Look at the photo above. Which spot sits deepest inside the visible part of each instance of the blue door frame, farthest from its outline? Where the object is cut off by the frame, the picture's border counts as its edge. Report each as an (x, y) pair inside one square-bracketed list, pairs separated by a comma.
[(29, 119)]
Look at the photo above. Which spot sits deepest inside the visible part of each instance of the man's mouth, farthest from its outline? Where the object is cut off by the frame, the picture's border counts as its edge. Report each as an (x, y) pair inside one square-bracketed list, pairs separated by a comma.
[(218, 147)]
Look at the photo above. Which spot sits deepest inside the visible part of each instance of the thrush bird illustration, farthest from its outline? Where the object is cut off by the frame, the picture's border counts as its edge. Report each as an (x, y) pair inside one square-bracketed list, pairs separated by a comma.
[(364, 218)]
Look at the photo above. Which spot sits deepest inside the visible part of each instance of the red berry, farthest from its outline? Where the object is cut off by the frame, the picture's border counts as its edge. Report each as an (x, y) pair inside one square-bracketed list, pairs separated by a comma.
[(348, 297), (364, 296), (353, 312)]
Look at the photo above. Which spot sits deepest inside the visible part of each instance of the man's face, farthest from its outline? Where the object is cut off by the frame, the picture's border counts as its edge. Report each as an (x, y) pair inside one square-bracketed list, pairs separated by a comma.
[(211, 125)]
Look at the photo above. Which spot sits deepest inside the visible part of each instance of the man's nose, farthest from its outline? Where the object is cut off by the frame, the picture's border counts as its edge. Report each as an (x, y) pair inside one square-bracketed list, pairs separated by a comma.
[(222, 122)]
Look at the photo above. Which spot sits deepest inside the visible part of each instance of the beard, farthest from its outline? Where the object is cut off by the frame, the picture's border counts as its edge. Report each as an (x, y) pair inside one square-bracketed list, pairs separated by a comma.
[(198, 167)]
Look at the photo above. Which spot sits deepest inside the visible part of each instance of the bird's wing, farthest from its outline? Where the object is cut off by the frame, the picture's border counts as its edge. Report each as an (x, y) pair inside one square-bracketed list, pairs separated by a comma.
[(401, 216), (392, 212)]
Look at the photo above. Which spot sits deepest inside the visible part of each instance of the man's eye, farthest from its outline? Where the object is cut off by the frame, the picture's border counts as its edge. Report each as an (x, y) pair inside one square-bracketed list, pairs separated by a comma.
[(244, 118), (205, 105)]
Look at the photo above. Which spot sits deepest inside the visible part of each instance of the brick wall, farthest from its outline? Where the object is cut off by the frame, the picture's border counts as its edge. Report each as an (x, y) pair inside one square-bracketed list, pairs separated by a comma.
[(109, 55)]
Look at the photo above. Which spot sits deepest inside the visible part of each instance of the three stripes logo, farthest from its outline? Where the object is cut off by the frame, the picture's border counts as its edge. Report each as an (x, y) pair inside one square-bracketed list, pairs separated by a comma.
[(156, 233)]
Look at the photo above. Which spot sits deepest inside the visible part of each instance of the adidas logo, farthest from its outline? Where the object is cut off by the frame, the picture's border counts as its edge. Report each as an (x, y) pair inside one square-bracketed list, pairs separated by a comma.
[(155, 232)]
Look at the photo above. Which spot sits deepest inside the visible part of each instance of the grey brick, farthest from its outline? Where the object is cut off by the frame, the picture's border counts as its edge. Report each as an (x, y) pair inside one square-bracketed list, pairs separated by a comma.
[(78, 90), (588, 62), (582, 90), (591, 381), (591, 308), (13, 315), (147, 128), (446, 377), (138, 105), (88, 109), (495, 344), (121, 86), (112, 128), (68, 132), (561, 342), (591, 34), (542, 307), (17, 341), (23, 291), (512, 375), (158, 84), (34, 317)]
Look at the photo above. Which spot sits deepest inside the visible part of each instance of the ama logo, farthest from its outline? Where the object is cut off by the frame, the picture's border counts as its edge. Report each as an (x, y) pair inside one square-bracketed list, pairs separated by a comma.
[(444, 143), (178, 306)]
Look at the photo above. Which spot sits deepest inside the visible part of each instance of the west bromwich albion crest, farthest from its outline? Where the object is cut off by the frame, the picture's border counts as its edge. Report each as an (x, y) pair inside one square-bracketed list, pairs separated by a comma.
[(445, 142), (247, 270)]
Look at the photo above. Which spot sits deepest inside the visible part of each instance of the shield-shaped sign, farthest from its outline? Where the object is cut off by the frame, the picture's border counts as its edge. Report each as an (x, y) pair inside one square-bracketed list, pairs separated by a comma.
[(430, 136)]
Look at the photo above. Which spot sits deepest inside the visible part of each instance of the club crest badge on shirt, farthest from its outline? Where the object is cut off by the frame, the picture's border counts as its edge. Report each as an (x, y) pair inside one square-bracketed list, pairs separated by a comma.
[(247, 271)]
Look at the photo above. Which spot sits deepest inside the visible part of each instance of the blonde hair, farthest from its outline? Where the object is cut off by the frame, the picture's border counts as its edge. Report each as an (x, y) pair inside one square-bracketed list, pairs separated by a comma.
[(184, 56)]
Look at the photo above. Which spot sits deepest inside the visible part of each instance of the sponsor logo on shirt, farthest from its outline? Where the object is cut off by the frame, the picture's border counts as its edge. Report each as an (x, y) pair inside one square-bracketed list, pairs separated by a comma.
::::
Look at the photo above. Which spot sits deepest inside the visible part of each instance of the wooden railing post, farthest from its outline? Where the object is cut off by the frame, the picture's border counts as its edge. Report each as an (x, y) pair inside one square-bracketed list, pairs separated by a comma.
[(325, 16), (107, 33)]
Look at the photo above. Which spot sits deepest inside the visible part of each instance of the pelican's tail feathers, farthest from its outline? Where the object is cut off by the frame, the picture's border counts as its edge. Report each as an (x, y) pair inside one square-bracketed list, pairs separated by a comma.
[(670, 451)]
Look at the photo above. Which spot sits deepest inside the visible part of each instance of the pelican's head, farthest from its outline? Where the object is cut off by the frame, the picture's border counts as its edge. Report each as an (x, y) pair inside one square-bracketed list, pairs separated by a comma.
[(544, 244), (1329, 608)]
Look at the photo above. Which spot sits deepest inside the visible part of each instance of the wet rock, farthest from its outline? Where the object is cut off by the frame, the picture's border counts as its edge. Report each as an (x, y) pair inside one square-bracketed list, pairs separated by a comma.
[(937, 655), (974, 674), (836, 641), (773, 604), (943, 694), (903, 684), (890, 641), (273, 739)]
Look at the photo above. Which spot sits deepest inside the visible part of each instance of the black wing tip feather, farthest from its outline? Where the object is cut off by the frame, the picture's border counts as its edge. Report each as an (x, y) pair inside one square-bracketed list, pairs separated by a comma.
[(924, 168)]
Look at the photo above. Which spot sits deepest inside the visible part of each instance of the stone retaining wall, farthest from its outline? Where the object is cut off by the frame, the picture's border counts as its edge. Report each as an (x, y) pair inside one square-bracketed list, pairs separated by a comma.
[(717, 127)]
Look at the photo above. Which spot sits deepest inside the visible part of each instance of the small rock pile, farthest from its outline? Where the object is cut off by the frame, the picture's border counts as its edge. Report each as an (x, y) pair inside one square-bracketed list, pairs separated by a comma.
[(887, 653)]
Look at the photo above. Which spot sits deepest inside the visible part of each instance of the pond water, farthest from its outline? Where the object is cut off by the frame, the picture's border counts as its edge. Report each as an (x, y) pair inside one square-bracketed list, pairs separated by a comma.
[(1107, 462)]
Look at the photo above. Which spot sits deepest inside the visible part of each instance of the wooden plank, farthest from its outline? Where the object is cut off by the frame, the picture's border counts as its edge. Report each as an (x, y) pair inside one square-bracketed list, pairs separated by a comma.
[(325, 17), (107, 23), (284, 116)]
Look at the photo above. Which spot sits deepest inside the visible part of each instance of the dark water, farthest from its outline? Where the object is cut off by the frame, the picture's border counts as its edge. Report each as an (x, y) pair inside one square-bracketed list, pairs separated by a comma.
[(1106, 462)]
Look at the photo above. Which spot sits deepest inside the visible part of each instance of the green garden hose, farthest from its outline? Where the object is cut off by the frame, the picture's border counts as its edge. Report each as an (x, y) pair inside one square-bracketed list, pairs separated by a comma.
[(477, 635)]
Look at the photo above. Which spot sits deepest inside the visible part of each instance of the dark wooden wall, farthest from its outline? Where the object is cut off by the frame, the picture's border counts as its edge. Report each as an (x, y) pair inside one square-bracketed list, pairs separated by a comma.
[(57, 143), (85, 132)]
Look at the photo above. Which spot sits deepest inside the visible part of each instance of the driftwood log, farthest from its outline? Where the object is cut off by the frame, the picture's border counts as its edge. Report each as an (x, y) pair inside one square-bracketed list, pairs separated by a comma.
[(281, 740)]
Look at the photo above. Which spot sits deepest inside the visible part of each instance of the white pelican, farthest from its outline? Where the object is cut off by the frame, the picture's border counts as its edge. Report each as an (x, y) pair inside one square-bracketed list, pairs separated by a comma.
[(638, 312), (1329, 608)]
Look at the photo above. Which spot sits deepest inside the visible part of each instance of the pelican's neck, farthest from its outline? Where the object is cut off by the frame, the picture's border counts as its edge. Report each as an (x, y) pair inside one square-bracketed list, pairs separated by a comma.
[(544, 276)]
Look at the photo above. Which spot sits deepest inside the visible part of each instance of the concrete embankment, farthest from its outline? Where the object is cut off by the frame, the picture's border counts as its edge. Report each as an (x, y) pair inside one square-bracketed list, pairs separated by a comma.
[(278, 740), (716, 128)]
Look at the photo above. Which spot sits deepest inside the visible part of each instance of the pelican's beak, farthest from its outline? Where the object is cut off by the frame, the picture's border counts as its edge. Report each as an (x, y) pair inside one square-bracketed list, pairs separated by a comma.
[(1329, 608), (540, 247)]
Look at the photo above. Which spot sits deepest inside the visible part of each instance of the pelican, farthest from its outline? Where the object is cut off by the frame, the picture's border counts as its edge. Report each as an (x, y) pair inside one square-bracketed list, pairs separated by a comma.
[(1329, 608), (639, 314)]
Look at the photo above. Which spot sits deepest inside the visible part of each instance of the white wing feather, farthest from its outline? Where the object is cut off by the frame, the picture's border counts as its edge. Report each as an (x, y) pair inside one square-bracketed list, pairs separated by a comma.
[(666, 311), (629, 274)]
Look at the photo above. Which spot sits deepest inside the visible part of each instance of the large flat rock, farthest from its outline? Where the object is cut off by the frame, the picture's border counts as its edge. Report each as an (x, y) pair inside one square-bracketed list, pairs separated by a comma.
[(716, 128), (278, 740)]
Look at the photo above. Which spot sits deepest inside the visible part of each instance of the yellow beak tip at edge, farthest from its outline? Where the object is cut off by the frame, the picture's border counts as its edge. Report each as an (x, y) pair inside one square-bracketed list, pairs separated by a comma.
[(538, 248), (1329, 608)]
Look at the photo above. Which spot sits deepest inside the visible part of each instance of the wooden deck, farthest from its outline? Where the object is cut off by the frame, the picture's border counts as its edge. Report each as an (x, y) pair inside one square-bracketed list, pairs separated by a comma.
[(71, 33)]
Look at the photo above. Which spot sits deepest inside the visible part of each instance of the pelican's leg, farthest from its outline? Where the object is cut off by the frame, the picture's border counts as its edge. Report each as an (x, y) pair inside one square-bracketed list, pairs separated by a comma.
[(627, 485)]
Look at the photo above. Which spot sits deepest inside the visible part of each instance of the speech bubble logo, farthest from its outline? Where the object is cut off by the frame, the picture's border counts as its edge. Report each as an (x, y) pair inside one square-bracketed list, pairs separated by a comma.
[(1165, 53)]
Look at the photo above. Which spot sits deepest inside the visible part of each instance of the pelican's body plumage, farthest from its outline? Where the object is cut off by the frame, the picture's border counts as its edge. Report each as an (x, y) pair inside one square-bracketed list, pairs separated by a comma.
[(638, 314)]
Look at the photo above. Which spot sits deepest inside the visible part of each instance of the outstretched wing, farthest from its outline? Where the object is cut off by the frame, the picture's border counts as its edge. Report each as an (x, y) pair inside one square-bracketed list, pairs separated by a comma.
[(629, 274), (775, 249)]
::::
WHAT THE TASK REQUIRES
Rewrite the entries in the stretch from the line containing "of the outstretched" through the line containing "[(629, 274), (775, 249)]", substituting "extended wing" for "outstretched wing" and keeping everything else identical. Return only those lines.

SOLUTION TO THIS TASK
Look at the photo above. Which spot sits deepest inside the visible part of each instance of the extended wing, farthest from its outline? Where the object is cut off by the frame, the picture's border counts as its edge. Report each as an (x, y) pair inside one square-bracketed list, pairs separated by a comma.
[(629, 274), (775, 249)]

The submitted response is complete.